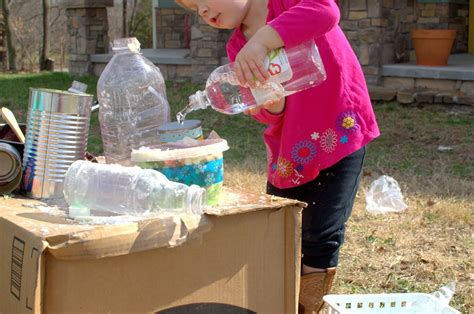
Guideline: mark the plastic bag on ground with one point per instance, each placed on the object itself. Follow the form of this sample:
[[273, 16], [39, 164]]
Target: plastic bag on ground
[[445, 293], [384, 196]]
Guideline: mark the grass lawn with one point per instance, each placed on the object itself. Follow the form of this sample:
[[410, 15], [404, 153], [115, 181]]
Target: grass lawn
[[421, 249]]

---*---

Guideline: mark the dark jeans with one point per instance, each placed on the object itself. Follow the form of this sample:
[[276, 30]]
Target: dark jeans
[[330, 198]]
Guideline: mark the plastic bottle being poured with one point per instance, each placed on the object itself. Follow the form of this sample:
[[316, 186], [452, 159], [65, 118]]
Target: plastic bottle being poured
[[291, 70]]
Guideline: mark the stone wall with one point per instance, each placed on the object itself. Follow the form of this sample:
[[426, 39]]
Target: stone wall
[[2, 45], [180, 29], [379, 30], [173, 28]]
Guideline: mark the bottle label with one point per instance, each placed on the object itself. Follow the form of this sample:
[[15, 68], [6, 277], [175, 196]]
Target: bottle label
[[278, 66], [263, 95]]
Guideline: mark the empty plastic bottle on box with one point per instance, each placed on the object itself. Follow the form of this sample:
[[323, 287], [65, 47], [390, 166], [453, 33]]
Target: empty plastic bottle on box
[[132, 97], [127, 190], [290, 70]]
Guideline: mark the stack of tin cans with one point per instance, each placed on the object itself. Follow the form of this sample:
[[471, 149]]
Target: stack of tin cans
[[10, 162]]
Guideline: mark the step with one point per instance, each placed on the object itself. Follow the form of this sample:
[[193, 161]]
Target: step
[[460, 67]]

---*---

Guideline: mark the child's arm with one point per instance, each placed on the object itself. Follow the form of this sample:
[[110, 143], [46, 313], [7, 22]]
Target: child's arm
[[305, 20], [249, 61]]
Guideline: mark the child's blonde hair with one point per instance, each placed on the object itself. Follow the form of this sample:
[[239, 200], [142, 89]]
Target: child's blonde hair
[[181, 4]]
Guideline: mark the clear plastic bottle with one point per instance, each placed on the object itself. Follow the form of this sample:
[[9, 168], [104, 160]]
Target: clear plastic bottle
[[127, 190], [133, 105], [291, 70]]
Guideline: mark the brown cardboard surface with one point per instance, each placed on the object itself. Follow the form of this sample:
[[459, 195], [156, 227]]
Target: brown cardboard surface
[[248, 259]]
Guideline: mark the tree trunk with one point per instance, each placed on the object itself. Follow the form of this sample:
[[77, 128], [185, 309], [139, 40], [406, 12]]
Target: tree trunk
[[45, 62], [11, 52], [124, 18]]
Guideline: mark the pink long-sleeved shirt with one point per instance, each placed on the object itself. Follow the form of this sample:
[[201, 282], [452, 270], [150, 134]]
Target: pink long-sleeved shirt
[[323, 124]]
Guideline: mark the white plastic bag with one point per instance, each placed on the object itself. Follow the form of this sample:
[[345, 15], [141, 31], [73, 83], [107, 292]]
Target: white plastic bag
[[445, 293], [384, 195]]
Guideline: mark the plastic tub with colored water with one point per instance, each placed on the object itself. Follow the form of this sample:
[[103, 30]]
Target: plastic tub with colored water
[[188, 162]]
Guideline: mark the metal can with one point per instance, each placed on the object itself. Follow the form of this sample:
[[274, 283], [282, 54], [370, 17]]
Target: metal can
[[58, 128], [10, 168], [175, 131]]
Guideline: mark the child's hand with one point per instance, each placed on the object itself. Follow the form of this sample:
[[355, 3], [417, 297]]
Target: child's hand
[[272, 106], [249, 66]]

---*---

## What you will do
Render the stretch of lines from the one containing "Guideline: mark the stone" through the one containing "[[2, 45], [180, 29], [379, 30], [173, 28]]" as a numbered list, omitting any blank lines.

## Exercise response
1. Guideline: mark the stone wall with one point per instance, each placed on the object itself. Follow the form of this sample:
2. [[426, 39]]
3. Target: stone wall
4. [[2, 45], [180, 29], [379, 30], [173, 28]]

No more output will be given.